**Records from a data collection:**
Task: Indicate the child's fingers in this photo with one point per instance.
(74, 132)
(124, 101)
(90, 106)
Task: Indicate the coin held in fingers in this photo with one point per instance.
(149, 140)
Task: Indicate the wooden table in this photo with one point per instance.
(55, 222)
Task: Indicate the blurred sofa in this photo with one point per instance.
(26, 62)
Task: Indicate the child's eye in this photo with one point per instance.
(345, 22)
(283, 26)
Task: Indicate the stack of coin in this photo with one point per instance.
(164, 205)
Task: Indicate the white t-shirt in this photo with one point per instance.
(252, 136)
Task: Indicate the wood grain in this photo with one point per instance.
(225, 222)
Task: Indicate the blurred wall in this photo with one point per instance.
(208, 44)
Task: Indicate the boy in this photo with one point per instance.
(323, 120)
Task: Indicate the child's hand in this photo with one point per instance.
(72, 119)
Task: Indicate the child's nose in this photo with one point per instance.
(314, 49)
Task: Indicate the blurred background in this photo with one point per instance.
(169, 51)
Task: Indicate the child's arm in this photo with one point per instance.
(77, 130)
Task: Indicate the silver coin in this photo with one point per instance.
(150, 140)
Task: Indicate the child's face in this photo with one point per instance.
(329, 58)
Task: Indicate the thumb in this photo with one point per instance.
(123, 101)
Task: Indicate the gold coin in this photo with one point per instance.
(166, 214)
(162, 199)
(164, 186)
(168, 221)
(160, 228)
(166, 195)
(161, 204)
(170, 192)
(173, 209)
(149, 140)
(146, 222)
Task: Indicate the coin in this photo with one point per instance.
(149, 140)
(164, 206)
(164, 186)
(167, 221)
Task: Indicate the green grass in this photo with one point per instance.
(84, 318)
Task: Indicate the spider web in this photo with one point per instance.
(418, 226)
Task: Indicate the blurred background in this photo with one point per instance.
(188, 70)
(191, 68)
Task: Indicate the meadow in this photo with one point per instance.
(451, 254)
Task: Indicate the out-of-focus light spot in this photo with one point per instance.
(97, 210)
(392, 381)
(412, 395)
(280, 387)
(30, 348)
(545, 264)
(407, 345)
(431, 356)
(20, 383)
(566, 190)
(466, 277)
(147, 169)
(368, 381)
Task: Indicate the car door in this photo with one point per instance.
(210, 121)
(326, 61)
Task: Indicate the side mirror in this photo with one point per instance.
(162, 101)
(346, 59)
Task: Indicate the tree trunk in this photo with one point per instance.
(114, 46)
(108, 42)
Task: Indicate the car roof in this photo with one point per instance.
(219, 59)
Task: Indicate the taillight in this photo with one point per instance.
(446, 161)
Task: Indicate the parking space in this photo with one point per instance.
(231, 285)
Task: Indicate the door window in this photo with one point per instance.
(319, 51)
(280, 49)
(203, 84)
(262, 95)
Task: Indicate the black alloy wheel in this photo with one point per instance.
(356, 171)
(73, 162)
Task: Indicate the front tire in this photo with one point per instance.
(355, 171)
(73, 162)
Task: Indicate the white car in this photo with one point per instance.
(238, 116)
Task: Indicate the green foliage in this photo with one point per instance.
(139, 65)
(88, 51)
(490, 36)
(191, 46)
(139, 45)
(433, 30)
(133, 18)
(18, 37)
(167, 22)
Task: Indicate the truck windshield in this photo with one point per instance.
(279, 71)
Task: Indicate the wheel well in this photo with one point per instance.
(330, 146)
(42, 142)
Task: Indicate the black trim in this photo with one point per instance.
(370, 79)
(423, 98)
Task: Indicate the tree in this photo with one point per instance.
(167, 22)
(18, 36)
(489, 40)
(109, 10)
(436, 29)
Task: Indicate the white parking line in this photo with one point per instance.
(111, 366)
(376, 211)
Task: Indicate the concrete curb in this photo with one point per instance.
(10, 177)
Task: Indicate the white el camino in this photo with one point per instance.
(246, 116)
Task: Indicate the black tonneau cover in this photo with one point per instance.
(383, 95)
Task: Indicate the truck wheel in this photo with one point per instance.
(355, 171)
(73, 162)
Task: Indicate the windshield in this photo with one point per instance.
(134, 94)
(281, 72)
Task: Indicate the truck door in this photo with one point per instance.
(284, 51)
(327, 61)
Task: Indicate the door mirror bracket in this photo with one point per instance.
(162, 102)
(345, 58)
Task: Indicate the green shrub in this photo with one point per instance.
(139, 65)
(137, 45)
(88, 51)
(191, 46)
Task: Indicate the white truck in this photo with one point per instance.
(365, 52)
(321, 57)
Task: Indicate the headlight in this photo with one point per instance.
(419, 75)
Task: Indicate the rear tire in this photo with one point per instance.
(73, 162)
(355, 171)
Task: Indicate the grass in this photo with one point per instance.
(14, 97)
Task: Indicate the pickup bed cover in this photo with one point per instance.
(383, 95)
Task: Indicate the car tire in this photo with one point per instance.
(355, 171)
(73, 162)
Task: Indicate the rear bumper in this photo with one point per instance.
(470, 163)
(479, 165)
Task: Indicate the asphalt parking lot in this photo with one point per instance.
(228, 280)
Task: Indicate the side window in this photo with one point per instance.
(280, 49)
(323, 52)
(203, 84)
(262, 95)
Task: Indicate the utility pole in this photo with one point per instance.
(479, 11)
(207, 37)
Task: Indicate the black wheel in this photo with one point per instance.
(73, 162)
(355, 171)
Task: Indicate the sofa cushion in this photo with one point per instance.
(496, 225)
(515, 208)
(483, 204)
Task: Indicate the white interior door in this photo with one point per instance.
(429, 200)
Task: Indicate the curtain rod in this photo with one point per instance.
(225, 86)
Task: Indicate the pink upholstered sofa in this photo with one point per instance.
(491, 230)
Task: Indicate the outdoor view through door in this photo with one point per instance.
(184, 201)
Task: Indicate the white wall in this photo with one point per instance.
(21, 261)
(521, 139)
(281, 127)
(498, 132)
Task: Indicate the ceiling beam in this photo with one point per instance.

**Required action:**
What you need to do is repeat every record above exactly.

**Response to the task:**
Task: Indicate the child's fingers in this photo with one point per instance.
(74, 132)
(124, 101)
(90, 106)
Task: Indicate the coin held in fingers in this photo with one point per instance.
(149, 140)
Task: Indicate the wooden table in this photo with one point per instance.
(55, 222)
Task: Indicate the blurred sofa in this photo with one point per instance.
(26, 62)
Task: Indicate the child's eye in this photo with one point per instance.
(345, 22)
(283, 26)
Task: Indicate the stack of coin in this photo with one point per instance.
(164, 205)
Task: Indicate the white t-shirt in this photo with one point per instance.
(252, 136)
Task: Indicate the wood grain in this photo with one point per instance.
(225, 222)
Task: Indicate the blurred wall in this photo with one point per instance.
(208, 44)
Task: Indicate the boy in this photo with one point per instance.
(323, 120)
Task: Indicate the child's hand in this photo with one point per instance.
(72, 119)
Task: Indicate the child's nose in this photo with one point per instance.
(314, 49)
Task: Indicate the blurred background in this photo with one point per instance.
(169, 51)
Task: Indicate the child's arm in this photo with one point per instance.
(77, 130)
Task: Indicate the silver coin in this photo with one point per instance.
(150, 140)
Task: Indicate the child's face in this photo with one point per instance.
(329, 58)
Task: Indicate the thumb in this photo with one point per instance.
(123, 101)
Task: Indicate the gold coin in this photo with one point per instance.
(166, 214)
(162, 199)
(164, 186)
(168, 221)
(160, 228)
(166, 195)
(161, 204)
(170, 192)
(173, 209)
(149, 140)
(146, 222)
Task: Indicate the coin in this photo with one point per instance.
(149, 140)
(164, 206)
(164, 186)
(167, 221)
Task: Indicate the green grass in this photo with one point per instance.
(84, 318)
Task: Indicate the spider web in this photo with one point per instance.
(418, 226)
Task: Indicate the blurred background in this photo with one point per instance.
(188, 70)
(191, 68)
Task: Indicate the meadow in this photo with one point per instance.
(451, 254)
Task: Indicate the out-of-focus light spot in this photo with one point per instance.
(97, 210)
(392, 381)
(412, 395)
(280, 387)
(30, 348)
(545, 264)
(407, 345)
(431, 356)
(20, 383)
(566, 190)
(466, 277)
(147, 169)
(368, 381)
Task: Indicate the car door in this photo with one point per instance.
(210, 121)
(326, 61)
Task: Indicate the side mirror in this photo with one point per instance.
(162, 101)
(346, 59)
Task: Indicate the tree trunk in this photo with one point per instance.
(114, 46)
(108, 42)
Task: Indicate the car roof in this photo with one point per instance.
(219, 59)
Task: Indicate the taillight in this photo with one point per instance.
(446, 161)
Task: Indicate the parking space in this photo with one point per instance.
(231, 285)
Task: Indicate the door window in this photo with one point per instance.
(319, 51)
(280, 49)
(203, 84)
(262, 95)
Task: Indicate the black alloy wheel in this photo with one point per instance.
(356, 171)
(73, 162)
Task: Indicate the front tire in this photo with one point per instance.
(355, 171)
(73, 162)
Task: Indicate the white car in this photo with one point per instance.
(238, 116)
Task: Indicate the green foliage in this photo with one point per instance.
(139, 65)
(88, 51)
(490, 36)
(191, 46)
(139, 45)
(433, 30)
(133, 18)
(18, 37)
(167, 22)
Task: Indicate the truck windshield in this photo with one point per instance.
(279, 71)
Task: Indicate the wheel well in this photo with one point per instance.
(330, 146)
(42, 142)
Task: Indicate the black trim in this photo with one point per instance.
(370, 79)
(423, 98)
Task: Indicate the tree in this photo with one point per instance.
(167, 22)
(18, 36)
(489, 40)
(109, 10)
(436, 29)
Task: Indicate the white parking line in this photo with one point per instance.
(111, 366)
(376, 211)
Task: Indicate the concrete curb in this photo with one point per instance.
(10, 177)
Task: Indicate the white el camino in this photo with one point per instance.
(246, 116)
Task: Indicate the black tonneau cover in this photo with one point per instance.
(383, 95)
Task: Indicate the truck wheel in this photo with one point per instance.
(355, 171)
(73, 162)
Task: Indicate the windshield in this photo with one point per instance.
(134, 94)
(281, 72)
Task: Indicate the truck door in this photo with one point per instance.
(284, 51)
(327, 61)
Task: Indicate the door mirror bracket in this photo with one point per instance.
(162, 102)
(345, 58)
Task: Indicate the green shrub in this photo with one point per instance.
(139, 65)
(137, 45)
(88, 51)
(191, 46)
Task: Indicate the white truck in this photo with one point per instance.
(365, 52)
(321, 57)
Task: Indicate the headlight in this photo with one point per instance.
(419, 75)
Task: Indicate the rear tire in this photo with one point per instance.
(73, 162)
(355, 171)
Task: Indicate the grass in this photo with one point per instance.
(14, 97)
Task: Indicate the pickup bed cover in this photo with one point per instance.
(383, 95)
Task: Indicate the car tire in this photo with one point per instance.
(355, 171)
(73, 162)
Task: Indicate the rear bumper in this photo with one point per instance.
(470, 163)
(479, 165)
Task: Indicate the asphalt parking lot in this photo with one point per instance.
(228, 280)
Task: Indicate the side window in this photo with one point per instance.
(280, 49)
(323, 52)
(203, 84)
(262, 95)
Task: Indicate the utility pole in this photo with one point per instance.
(479, 11)
(207, 37)
Task: Indicate the black wheel in this photo with one point per instance.
(73, 162)
(355, 171)
Task: Indicate the sofa cushion in this photo with one point per instance.
(496, 225)
(515, 208)
(483, 204)
Task: Indicate the white interior door in this photo with one point per instance.
(429, 200)
Task: Indicate the curtain rod in this photo with one point per instance.
(225, 86)
Task: Indicate the pink upholstered sofa in this photo with one point per instance.
(491, 230)
Task: Indicate the outdoor view through door in this photo with one point per instance.
(184, 201)
Task: Indicate the white wall in this photo with one point per instance.
(21, 261)
(521, 139)
(281, 127)
(498, 132)
Task: Indicate the ceiling beam in this photo with one point per instance.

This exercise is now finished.